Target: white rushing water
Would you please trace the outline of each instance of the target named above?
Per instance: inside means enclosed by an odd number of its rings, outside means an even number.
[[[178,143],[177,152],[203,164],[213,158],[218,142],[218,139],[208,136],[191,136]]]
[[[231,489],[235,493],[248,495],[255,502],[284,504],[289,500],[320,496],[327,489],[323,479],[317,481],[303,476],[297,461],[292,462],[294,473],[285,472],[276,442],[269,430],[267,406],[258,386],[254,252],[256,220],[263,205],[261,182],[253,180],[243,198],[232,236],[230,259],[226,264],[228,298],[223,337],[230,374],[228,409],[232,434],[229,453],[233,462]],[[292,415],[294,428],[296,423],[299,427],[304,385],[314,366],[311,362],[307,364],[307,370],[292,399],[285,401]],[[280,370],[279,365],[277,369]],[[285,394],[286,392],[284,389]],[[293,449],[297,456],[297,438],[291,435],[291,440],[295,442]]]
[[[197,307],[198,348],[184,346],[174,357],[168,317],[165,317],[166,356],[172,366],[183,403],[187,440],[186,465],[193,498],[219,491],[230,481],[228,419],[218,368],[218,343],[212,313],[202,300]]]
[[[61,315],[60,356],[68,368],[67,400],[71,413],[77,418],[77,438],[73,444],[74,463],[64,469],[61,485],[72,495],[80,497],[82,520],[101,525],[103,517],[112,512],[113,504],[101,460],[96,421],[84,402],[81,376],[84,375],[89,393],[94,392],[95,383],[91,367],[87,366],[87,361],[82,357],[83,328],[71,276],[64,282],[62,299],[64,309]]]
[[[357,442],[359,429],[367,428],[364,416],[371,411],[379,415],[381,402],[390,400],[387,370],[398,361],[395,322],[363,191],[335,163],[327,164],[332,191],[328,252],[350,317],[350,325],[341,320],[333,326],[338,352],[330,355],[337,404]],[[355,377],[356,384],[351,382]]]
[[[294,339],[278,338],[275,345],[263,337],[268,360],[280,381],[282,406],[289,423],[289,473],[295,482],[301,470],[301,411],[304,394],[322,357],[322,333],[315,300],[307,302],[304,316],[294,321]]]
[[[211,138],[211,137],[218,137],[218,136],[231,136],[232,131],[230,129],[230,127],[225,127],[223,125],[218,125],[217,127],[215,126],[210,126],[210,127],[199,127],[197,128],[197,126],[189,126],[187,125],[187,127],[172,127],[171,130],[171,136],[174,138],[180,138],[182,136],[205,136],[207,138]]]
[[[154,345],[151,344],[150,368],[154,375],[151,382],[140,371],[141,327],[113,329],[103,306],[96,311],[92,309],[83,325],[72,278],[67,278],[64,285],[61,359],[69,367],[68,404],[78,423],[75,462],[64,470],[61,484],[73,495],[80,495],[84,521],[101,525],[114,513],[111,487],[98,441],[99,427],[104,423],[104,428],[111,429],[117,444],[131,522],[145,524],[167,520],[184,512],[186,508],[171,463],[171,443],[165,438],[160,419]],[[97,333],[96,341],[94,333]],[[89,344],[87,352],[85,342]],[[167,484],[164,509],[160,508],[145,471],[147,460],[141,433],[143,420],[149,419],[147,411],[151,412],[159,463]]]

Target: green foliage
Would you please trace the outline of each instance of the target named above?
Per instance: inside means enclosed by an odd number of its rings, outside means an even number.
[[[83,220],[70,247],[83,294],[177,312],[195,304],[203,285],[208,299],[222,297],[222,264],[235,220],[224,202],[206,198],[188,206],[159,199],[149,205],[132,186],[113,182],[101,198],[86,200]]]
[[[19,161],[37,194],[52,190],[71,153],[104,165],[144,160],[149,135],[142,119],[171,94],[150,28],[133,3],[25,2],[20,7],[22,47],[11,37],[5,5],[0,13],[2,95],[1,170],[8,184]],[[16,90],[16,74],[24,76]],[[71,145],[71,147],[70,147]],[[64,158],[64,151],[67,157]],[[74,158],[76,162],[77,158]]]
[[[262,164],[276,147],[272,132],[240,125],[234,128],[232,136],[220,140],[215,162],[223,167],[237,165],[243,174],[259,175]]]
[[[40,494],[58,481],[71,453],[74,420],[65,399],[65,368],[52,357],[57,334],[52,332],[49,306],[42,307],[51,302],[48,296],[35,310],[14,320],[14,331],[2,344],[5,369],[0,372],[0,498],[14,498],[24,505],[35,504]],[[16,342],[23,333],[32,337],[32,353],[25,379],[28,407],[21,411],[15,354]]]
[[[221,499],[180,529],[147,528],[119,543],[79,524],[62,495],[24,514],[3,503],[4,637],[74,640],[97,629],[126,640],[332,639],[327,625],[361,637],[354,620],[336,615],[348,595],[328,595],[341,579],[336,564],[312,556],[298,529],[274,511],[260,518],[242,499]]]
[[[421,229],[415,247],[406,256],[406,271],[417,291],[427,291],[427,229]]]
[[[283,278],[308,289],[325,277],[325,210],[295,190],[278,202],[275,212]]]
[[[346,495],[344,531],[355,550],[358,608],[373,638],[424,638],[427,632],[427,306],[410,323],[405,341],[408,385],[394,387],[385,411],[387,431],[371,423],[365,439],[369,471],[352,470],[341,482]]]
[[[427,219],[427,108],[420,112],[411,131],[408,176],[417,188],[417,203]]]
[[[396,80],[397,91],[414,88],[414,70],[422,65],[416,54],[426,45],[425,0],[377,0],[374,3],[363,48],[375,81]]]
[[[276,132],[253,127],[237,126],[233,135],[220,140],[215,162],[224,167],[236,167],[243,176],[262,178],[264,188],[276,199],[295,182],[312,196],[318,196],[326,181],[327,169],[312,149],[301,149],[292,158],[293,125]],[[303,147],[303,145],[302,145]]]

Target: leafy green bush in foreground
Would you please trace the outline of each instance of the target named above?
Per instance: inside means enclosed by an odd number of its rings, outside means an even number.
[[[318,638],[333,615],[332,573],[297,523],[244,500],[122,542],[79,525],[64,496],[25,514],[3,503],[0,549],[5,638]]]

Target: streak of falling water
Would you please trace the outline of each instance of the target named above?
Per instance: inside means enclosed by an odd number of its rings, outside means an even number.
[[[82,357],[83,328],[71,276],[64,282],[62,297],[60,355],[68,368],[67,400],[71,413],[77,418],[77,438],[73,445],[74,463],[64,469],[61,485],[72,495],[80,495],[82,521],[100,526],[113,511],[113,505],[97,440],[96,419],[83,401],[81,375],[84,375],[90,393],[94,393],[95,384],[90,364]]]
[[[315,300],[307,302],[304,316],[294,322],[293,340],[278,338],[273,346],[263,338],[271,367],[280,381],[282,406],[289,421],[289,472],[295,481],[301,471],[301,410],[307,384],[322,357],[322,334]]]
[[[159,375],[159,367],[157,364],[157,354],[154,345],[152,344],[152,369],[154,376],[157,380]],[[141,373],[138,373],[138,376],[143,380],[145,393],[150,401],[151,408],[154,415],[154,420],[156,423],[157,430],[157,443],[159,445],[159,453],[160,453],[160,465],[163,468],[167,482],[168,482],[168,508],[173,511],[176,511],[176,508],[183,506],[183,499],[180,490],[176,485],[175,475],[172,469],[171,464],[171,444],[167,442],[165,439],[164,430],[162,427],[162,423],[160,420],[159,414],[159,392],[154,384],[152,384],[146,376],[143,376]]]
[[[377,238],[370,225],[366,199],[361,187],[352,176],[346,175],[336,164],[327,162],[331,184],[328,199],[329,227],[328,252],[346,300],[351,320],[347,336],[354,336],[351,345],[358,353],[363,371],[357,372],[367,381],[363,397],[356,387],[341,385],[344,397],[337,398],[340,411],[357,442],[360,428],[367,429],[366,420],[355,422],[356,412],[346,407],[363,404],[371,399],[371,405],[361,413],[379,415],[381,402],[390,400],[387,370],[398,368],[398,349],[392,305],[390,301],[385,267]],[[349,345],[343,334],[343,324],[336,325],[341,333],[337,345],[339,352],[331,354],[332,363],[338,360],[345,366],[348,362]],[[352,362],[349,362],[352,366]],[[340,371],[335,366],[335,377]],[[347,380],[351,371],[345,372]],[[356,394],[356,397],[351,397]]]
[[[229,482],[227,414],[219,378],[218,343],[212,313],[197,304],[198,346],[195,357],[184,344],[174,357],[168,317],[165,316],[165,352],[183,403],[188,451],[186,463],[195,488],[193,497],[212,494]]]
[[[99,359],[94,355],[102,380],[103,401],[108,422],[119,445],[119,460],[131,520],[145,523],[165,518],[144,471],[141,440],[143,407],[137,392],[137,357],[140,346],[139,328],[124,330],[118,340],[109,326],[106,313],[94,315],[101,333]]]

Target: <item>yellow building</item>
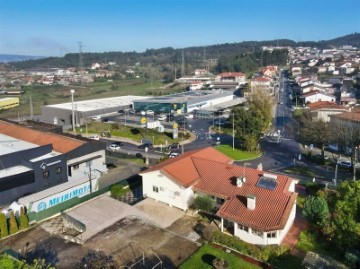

**What to do:** List every line in the records above that contains the word "water".

**Exercise answer:**
Target: white rushing water
Target: streak of falling water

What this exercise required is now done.